On Tue, Mar 4, 2014 at 11:50 AM, Andres Freund <
andres@2ndquadrant.com> wrote:
>
> On 2014-03-04 09:47:08 -0500, Robert Haas wrote:
> > On Mon, Mar 3, 2014 at 12:08 PM, Stephen Frost <
sfrost@snowman.net> wrote:
> > > * Robert Haas (
robertmhaas@gmail.com) wrote:
> > >> On Mon, Mar 3, 2014 at 11:28 AM, Fabrízio de Royes Mello
> > >> <
fabriziomello@gmail.com> wrote:
> > >> > Is the TODO item "make an unlogged table logged" [1] a good GSoC project?
> > >>
> > >> I'm pretty sure we found some problems in that design that we couldn't
> > >> figure out how to solve. I don't have a pointer to the relevant
> > >> -hackers discussion off-hand, but I think there was one.

Data extract.
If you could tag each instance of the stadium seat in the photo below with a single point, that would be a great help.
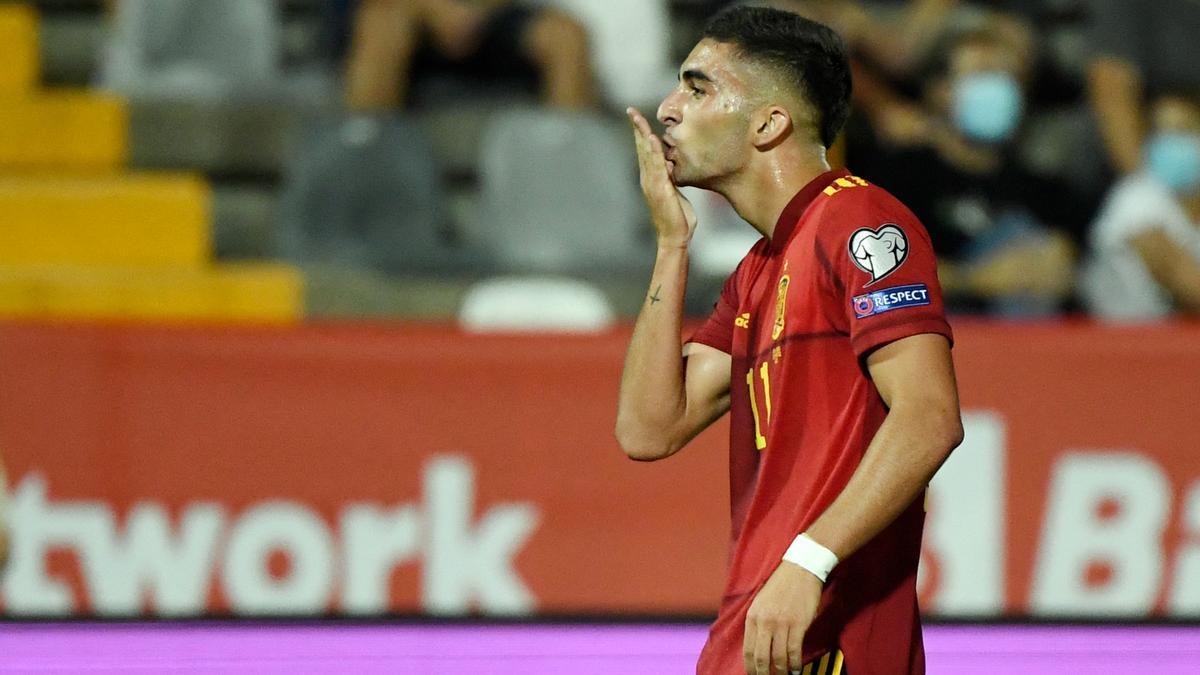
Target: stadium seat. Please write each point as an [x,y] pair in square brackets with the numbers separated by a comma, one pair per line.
[365,192]
[630,47]
[269,293]
[559,193]
[65,132]
[127,221]
[208,49]
[18,49]
[534,304]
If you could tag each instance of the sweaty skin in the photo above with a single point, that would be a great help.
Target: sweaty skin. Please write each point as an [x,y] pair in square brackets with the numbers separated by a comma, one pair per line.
[727,132]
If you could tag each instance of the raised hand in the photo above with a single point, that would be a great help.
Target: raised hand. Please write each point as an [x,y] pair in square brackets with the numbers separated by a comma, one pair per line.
[675,221]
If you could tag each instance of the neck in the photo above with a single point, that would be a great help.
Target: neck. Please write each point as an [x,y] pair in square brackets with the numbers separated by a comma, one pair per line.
[762,191]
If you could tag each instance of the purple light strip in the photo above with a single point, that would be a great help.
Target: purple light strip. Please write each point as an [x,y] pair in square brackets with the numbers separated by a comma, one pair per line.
[503,650]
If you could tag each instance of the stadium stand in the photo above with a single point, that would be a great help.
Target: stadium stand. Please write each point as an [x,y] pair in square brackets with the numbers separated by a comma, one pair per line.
[79,237]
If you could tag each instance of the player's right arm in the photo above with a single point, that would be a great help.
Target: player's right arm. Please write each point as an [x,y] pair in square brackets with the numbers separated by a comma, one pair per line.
[666,398]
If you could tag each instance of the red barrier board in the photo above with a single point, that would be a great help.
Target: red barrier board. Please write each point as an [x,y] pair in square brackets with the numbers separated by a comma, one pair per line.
[360,470]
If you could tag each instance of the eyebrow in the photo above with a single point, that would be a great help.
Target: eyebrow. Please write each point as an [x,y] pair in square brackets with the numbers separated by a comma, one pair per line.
[695,76]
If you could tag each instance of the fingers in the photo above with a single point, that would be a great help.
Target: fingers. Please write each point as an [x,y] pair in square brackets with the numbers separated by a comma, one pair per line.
[756,649]
[772,647]
[779,656]
[651,159]
[795,647]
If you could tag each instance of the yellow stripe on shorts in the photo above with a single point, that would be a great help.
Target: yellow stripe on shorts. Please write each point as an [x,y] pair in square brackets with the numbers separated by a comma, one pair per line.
[828,664]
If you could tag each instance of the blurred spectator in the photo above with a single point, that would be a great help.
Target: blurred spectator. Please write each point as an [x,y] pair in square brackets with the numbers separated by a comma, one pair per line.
[1145,257]
[1141,51]
[996,226]
[483,39]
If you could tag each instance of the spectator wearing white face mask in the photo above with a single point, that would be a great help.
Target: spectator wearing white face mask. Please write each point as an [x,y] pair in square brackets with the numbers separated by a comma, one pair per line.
[997,228]
[1145,248]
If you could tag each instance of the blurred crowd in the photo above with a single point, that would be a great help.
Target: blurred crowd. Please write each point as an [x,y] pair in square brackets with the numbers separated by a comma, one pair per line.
[1050,147]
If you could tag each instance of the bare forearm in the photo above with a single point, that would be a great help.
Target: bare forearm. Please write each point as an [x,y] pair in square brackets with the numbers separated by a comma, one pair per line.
[653,398]
[901,459]
[1115,90]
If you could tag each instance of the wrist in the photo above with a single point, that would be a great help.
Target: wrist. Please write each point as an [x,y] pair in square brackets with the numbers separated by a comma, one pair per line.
[810,555]
[669,245]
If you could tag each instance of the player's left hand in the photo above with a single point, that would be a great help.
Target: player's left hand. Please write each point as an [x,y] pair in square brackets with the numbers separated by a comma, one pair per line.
[778,619]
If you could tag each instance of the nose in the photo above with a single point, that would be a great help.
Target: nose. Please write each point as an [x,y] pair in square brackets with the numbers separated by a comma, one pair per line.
[669,111]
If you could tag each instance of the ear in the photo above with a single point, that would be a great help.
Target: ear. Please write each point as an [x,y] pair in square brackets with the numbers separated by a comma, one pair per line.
[772,126]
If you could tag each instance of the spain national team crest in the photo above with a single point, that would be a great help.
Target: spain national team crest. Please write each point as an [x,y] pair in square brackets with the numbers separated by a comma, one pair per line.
[780,306]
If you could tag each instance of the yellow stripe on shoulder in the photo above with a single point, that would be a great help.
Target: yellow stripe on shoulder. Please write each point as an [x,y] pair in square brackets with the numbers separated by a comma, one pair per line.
[845,183]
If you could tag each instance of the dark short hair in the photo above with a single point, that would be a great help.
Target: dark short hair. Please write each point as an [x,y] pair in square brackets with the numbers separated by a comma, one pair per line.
[807,51]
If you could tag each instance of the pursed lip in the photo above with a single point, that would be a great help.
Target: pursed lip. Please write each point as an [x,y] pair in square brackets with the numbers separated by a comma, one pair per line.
[667,147]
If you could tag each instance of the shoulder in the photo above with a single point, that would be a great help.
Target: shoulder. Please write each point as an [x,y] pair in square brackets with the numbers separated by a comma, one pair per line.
[852,203]
[1137,203]
[744,268]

Exercise requirements.
1. Answer these from the email thread:
(a) Which TODO item is asked about as a possible GSoC project?
(b) What date and time does the quoted header give for the Robert Haas message?
(c) What email address is shown for Stephen Frost?
2. Write out the part of the email thread that opens with the words containing "On Tue, Mar" and closes with "good GSoC project?", keeping every character as it appears.
The material after the email thread is separate from it.

Results of the tasks.
1.
(a) "make an unlogged table logged"
(b) 2014-03-04 09:47:08 -0500
(c) sfrost@snowman.net

2.
On Tue, Mar 4, 2014 at 11:50 AM, Andres Freund <
andres@2ndquadrant.com> wrote:
>
> On 2014-03-04 09:47:08 -0500, Robert Haas wrote:
> > On Mon, Mar 3, 2014 at 12:08 PM, Stephen Frost <
sfrost@snowman.net> wrote:
> > > * Robert Haas (
robertmhaas@gmail.com) wrote:
> > >> On Mon, Mar 3, 2014 at 11:28 AM, Fabrízio de Royes Mello
> > >> <
fabriziomello@gmail.com> wrote:
> > >> > Is the TODO item "make an unlogged table logged" [1] a good GSoC project?